#### [Supplied data]
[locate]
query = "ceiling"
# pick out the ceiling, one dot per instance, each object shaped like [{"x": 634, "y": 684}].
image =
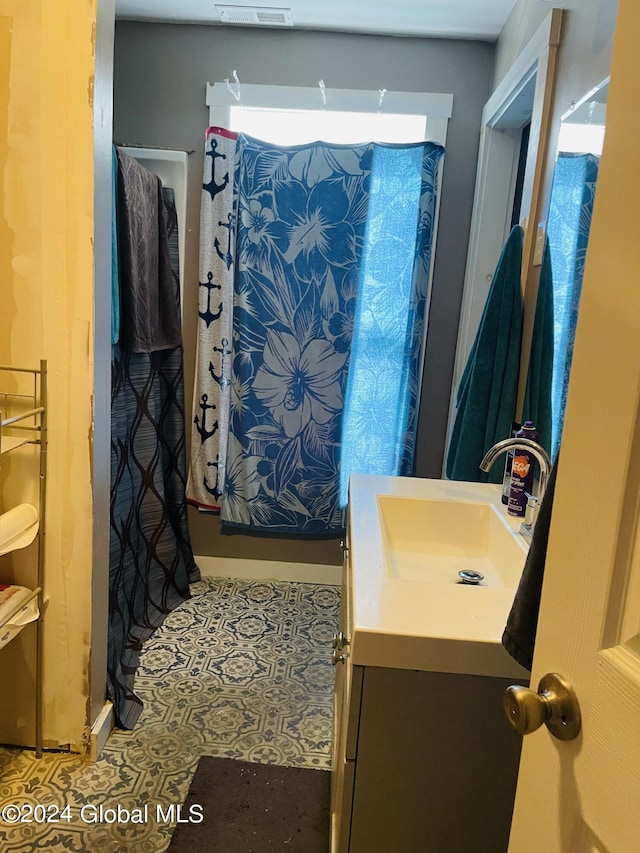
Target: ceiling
[{"x": 468, "y": 19}]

#### [What the task requires]
Give the listing again word for word, without its images.

#### [Solved problem]
[locate]
query = "ceiling"
# pick out the ceiling, one dot per instance, each object shaped like [{"x": 634, "y": 684}].
image =
Target: ceiling
[{"x": 468, "y": 19}]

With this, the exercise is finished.